=== DATASET RECORDS ===
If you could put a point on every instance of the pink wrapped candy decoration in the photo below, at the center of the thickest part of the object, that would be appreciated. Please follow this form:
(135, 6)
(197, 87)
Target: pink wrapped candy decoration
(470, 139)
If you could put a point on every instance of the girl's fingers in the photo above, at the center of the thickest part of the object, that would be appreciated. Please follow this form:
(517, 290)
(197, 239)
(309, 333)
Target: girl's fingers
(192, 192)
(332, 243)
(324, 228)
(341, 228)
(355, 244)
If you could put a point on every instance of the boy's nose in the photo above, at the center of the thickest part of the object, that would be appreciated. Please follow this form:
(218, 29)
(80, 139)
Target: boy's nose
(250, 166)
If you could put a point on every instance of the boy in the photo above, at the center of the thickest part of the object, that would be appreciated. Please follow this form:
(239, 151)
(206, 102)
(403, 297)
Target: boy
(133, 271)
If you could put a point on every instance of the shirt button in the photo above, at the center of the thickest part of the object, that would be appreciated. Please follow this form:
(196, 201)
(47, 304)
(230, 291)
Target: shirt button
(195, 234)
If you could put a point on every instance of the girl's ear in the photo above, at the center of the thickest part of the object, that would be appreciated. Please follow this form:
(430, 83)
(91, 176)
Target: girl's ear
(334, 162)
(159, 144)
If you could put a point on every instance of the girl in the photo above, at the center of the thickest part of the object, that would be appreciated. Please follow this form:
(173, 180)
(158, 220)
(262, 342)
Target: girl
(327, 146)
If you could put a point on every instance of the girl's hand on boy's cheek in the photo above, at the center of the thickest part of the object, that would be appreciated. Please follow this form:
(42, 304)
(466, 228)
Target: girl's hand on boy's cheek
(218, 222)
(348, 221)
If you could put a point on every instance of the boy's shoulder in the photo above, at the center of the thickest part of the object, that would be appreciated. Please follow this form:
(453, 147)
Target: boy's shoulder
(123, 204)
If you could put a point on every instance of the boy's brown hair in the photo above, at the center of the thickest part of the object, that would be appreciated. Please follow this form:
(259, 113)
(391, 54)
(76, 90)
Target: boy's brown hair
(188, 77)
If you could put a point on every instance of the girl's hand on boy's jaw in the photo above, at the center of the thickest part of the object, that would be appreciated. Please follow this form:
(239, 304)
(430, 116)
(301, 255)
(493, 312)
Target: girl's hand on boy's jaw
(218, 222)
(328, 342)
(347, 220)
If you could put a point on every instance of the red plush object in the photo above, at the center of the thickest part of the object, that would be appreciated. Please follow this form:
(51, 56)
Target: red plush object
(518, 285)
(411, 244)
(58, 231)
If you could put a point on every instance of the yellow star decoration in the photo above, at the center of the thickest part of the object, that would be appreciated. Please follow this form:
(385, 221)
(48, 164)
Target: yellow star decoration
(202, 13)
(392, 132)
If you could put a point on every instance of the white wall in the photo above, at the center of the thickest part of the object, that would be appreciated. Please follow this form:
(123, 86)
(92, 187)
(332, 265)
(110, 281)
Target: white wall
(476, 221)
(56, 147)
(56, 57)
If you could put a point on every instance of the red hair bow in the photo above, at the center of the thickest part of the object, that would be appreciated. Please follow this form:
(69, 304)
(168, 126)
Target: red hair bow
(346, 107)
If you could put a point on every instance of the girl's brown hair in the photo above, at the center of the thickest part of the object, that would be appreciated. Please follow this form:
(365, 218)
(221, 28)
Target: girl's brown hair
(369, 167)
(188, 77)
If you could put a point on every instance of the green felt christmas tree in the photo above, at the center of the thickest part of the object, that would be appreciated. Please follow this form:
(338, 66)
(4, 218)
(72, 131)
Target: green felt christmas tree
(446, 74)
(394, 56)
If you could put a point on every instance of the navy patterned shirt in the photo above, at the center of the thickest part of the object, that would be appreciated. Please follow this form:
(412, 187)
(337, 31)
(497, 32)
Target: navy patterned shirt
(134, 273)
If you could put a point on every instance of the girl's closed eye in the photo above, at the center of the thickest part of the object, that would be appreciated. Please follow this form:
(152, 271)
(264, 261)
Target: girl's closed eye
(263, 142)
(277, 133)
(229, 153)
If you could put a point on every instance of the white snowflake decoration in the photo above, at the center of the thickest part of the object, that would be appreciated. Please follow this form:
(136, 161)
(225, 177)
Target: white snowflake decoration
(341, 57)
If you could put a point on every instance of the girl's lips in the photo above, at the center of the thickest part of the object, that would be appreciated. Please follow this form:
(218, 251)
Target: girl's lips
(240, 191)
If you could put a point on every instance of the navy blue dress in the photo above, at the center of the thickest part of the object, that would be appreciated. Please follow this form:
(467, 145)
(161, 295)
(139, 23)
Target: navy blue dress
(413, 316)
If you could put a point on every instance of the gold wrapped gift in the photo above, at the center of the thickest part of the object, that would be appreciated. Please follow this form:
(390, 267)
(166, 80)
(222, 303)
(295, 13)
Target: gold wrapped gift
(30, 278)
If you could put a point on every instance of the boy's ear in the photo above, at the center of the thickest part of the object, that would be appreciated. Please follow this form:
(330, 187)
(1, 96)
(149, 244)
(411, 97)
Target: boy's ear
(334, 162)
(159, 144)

=== TASK GOAL ===
Return the material above in full, exactly as written.

=== FINISHED EXERCISE ===
If you could put a point on every instance of the pink wrapped candy decoration in the photo below, at the center of the thickest part of the object, that would be appreciated. Please follow this form:
(135, 6)
(197, 87)
Target: pink wrapped candy decoration
(470, 139)
If you could put a point on every instance of the girl's fingers in the photo above, at the center of the thickest part of the object, that would be appreciated. Please follow this form:
(517, 290)
(197, 239)
(309, 333)
Target: girl's fingers
(192, 192)
(332, 243)
(324, 228)
(341, 228)
(355, 244)
If you could put a point on every instance of the boy's nose in the photo above, at the center of the thickest part of the object, that would be appreciated. Please follow this form:
(218, 29)
(80, 139)
Target: boy's nose
(250, 166)
If you could put a point on every instance of the boy in the photo above, at the center of the thickest part of the object, that would be appreciated. Please follow this form:
(239, 151)
(206, 102)
(403, 297)
Target: boy
(133, 271)
If you could put a point on every instance of the shirt button in the photo above, at the center of the thickest part of the object, that would be appreciated. Please follow this form:
(196, 201)
(47, 304)
(230, 291)
Target: shirt button
(195, 234)
If you could put a point on every instance of the girl's ear in the photo above, at the center of the thickest part of the object, that would be appreciated. Please follow this form:
(430, 83)
(91, 176)
Target: girl's ear
(334, 162)
(159, 144)
If you could put a point on every instance of the girl in the photo above, at the center of the thickest part of the object, that would be appreciated. Please follow this form:
(173, 180)
(158, 220)
(262, 342)
Target: girl
(327, 146)
If you could put a point on every instance of the girl's hand on boy's cheek in the photo above, at the center of the thickest part of the object, that would be appreciated. Please follow this form:
(42, 304)
(466, 228)
Target: girl's hand on boy's cheek
(218, 222)
(348, 221)
If you could put a point on every instance of the boy's shoulder in the photo above, at the center of the thickest part of the object, that would be appreciated. Please follow this form:
(453, 147)
Target: boy's shoulder
(123, 204)
If you could put a point on every instance of the boy's brown hair in the photo above, at the center of the thickest part of the object, that would be appreciated. Please follow this form:
(259, 113)
(391, 54)
(76, 90)
Target: boy's brown hair
(188, 77)
If you could put a point on every instance of the girl's hand on boy's jaw in the photo above, at the center of the thickest part of the object, that would be appreciated. Please follow this form:
(239, 304)
(430, 116)
(301, 255)
(493, 312)
Target: girl's hand on boy's jaw
(218, 222)
(328, 342)
(347, 220)
If you could put a point on every instance of the red plush object in the photo above, at the center of the thickest part of the object, that would be appreciated. Please follow this form:
(51, 56)
Target: red plush object
(518, 285)
(411, 244)
(58, 231)
If you could put a point on every instance of the yellow star decoration in the photo above, at the center of the thickest part of the object, that would be appreciated. Please follow this form:
(385, 221)
(48, 164)
Target: yellow star decoration
(202, 13)
(392, 132)
If you could put a point on every instance of the white wall in the photo above, at the center of the thickest part of the object, that would be appreciated. Please follow this form:
(123, 86)
(92, 187)
(332, 265)
(110, 281)
Target: white wall
(476, 221)
(56, 147)
(56, 57)
If you could put a point on every instance of the red hair bow in the photo above, at the center of the thickest part of the object, that would be appreciated. Please follow this form:
(69, 304)
(168, 126)
Target: red hair bow
(346, 107)
If you could put a point on every instance of the girl's brown hair in the photo above, at the center of the thickest part of the object, that would be appreciated. Please follow this form:
(365, 218)
(221, 28)
Target: girl's brown hair
(369, 167)
(188, 77)
If you could put a point on every instance of the green felt christmas tree in the photo above, at the center of the thickest part of the object, that would be appreciated. Please follow this form:
(338, 66)
(4, 218)
(72, 131)
Target: green felt christmas tree
(446, 74)
(394, 56)
If you could put a point on every instance of the navy patterned shirt in the photo above, at the center of the thickest part of the object, that would be appreciated. Please follow this form:
(412, 187)
(337, 31)
(497, 32)
Target: navy patterned shirt
(134, 273)
If you could put a point on every instance of the girl's closed eye in the photo above, at the center of the thickest part of the object, that would be appreciated. Please follow this form:
(152, 271)
(264, 261)
Target: girl's closed eye
(263, 142)
(277, 133)
(229, 153)
If you could put a point on every instance of the white snowflake decoration in the photo above, at the center of the thickest part of the object, that would be appreciated. Please follow this form:
(136, 161)
(225, 177)
Target: white snowflake decoration
(341, 57)
If you could put a point on every instance of the girl's lips in the photo above, at the center of the thickest part of the object, that would be appreciated. Please follow this form:
(218, 251)
Target: girl's lips
(240, 191)
If you could put a point on every instance of the navy blue dress in the photo above, at the center of the thickest part of the object, that would be appreciated. Please follow this form:
(467, 145)
(161, 295)
(139, 23)
Target: navy blue dress
(413, 316)
If you could put a point on every instance of the gold wrapped gift in the photo above, at the center of the thickest part of the object, that would be appreciated. Please follow this form:
(390, 267)
(166, 80)
(222, 303)
(295, 13)
Target: gold wrapped gift
(30, 278)
If you could put a point on every instance of the boy's ear in the photo above, at the center of the thickest part of the object, that would be appreciated. Please follow this form:
(330, 187)
(1, 96)
(149, 244)
(411, 97)
Target: boy's ear
(334, 162)
(159, 144)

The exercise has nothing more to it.